===== EXTRACTED RECORDS =====

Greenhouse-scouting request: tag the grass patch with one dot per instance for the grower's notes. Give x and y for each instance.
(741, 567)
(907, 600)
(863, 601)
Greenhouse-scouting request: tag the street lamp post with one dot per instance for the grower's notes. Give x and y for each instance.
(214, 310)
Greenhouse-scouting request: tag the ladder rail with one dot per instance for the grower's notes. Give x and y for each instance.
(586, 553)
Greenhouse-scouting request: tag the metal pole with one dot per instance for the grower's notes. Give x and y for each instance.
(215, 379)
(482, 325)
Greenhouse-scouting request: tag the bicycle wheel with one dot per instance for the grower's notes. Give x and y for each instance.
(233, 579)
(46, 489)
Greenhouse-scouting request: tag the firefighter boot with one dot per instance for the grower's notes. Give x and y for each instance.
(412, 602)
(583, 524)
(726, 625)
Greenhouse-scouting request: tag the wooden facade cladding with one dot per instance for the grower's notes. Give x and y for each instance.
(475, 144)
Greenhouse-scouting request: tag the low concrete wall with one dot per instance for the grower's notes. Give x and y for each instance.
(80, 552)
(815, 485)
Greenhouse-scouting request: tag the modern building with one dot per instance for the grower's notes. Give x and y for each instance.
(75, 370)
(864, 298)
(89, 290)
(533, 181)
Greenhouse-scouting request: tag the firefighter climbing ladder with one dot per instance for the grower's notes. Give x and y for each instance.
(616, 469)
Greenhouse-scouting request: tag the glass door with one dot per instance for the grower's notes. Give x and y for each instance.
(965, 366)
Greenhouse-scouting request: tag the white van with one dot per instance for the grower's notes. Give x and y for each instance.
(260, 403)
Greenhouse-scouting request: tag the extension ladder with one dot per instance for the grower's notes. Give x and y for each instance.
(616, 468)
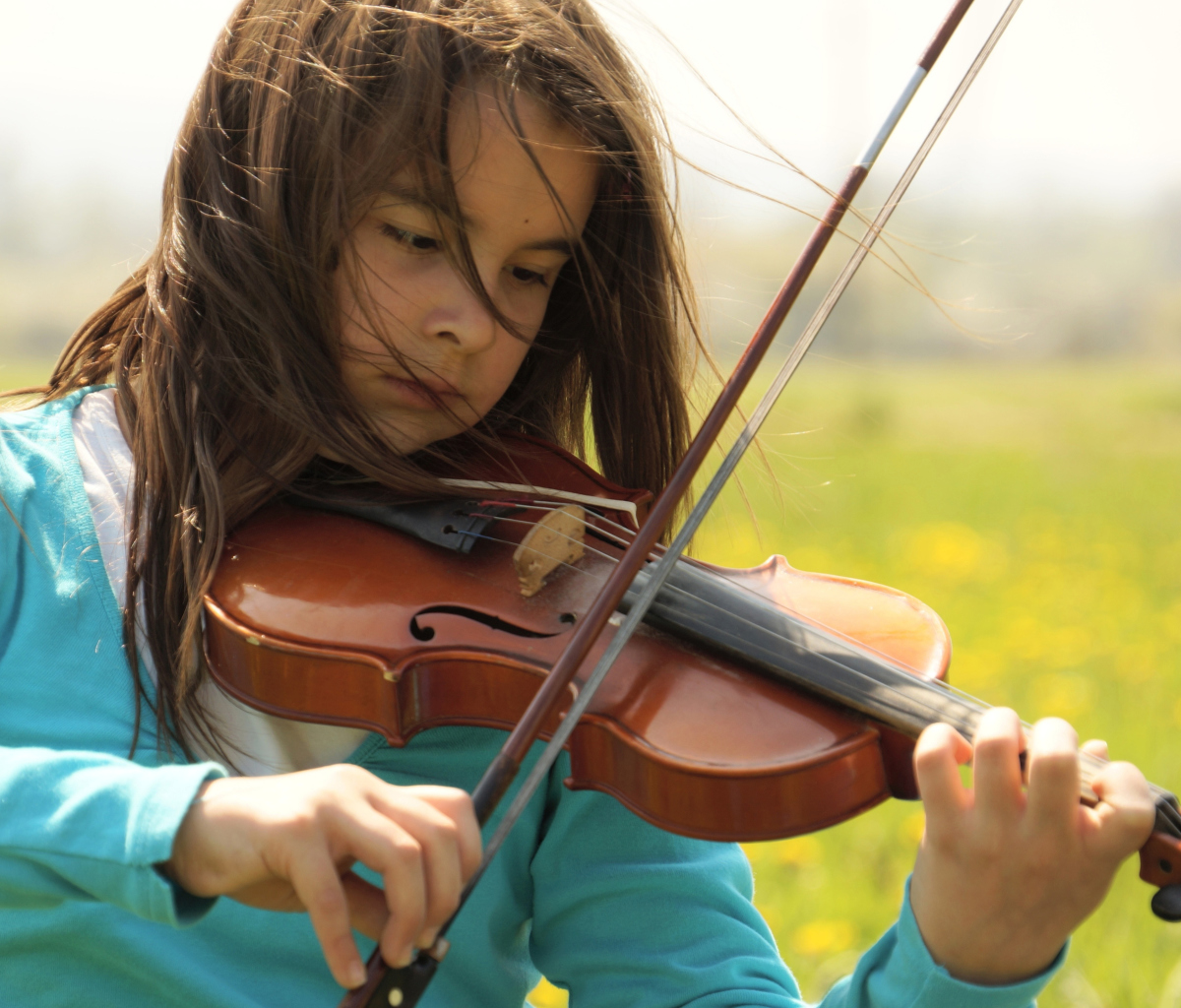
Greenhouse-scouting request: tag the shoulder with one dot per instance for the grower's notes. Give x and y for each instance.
(41, 493)
(33, 441)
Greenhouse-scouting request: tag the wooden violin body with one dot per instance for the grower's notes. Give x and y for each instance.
(334, 619)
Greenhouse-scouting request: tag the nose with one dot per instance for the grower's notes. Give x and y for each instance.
(459, 316)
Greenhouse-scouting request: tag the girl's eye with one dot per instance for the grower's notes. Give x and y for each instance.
(416, 242)
(528, 276)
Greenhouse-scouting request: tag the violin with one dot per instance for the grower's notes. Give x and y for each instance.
(754, 705)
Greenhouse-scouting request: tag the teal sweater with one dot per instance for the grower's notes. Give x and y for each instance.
(600, 902)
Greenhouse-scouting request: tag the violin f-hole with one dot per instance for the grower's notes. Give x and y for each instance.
(424, 634)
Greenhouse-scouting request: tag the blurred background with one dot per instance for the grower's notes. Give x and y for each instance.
(997, 431)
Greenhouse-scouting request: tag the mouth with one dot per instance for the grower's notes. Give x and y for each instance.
(430, 393)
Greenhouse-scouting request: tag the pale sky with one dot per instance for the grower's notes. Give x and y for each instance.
(1080, 101)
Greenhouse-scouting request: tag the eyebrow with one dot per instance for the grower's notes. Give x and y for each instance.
(414, 196)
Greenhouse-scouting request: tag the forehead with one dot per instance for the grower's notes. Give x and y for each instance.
(518, 155)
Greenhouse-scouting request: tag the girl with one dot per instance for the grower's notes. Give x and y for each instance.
(393, 231)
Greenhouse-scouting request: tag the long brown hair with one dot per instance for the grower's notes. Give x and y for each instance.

=====

### WHAT YOU ARE ASKED TO DO
If any entry holds a picture, drop the picture and copy everything else exactly.

### SOLUTION TO THIS PROBLEM
Greenhouse-scouting request: tag the grass patch with one dot per instance for the grower's notes. Give x and y for each instance.
(741, 567)
(907, 600)
(863, 601)
Greenhouse-scouting request: tag the street lamp post with one dot per instance for the grower's notes. Give x and y for each instance.
(214, 310)
Greenhouse-scouting request: tag the ladder rail with one dot per instance for the grower's notes. Give x and y for each instance.
(586, 553)
Greenhouse-scouting request: tag the metal pole with one dot per instance for the grower's notes. Give x and y for each instance.
(215, 379)
(482, 325)
Greenhouse-scouting request: tag the bicycle wheel with one dot per instance for the grower's notes. Give x and y for each instance.
(233, 579)
(46, 489)
Greenhouse-scouting request: tag the firefighter boot with one dot per instance for the grower's notes. Give x and y for each instance.
(412, 602)
(583, 524)
(726, 625)
Greenhouse-scouting request: tag the wooden facade cladding with one dot per instance for the grower's notes. Give x and y for each instance.
(475, 144)
Greenhouse-scouting request: tag the low concrete wall with one dot per instance for the grower's notes. Give x and y for each instance.
(80, 552)
(815, 485)
Greenhouse-scouting request: tag the modern building with one dot per instance for the grower's notes. Give x and y for each instance.
(75, 370)
(864, 298)
(89, 290)
(533, 181)
Greenhouse-scouting request: tag the firefighter climbing ladder with one dot per instance for the grower's notes. Give x and y for each instance.
(616, 469)
Greenhouse-scouting request: tag the glass door with one dot per instance for the grower's notes. Give x and y for each instance.
(965, 366)
Greenhouse-scouting request: tag the white van with one dot per instance for the grower's notes. Give x and y for each instance.
(260, 403)
Greenhouse-scouting request: tag the extension ladder with one dot per instance for the grower's notes. Give x and y for each instance.
(616, 468)
Greenhouse-scouting request: tag the shoulder with one dot per instance for the grower's notes. Give x and y for each instance.
(41, 493)
(33, 441)
Greenhouse-scouting request: tag the wooden violin body with one dot per instance for the grower's notes. Give x and y for each instance.
(334, 619)
Greenhouse-scouting request: tag the nose with one dot per instance for the grower's notes. Give x and y for each instance.
(459, 316)
Greenhouse-scouting request: tag the girl's eye with one dot per instance for the grower's notes. Give x and y for each instance.
(416, 242)
(528, 276)
Greenhouse-scouting request: tag the violin with one dot per instance for the grower's notes. Give x and y for each instance.
(754, 705)
Greenhouse-scouting request: tag the teal sweater with one dot per instance for the grower's notes. Give x and y for each instance.
(600, 902)
Greenhouse-scouting request: tag the violin f-hole with one dot per instance for the grower's notes. Give x and y for each instance.
(424, 634)
Greenhouse-scouting request: tag the blurred background with one dot per instance for the grower's notes. Give x and y for each instance.
(997, 431)
Greenhouse-scouting request: tag the mouth with one dot per instance for the grower's notes. Give x and y for each instance.
(430, 393)
Greenhouse-scouting request: tag the pale sky with one dot per instance for the grower's notes. Give x and y for each instance.
(1080, 101)
Greenhouse-scouting request: tag the eyebrow with one dot per instance for the grower's notes. Give x and y for each instance.
(414, 196)
Greenhouse-scouting request: tag the forehead with one dot per instance for the grower's notes. Give x and y for each instance.
(518, 155)
Greenhouse-scouting request: tag the girl with one dot per instance for the grower's notes. Give x and y for each instance.
(393, 231)
Greenhouse-scouting request: tag the long brown hair with one dot per instance for the grower's notes. Give x and y for each instance.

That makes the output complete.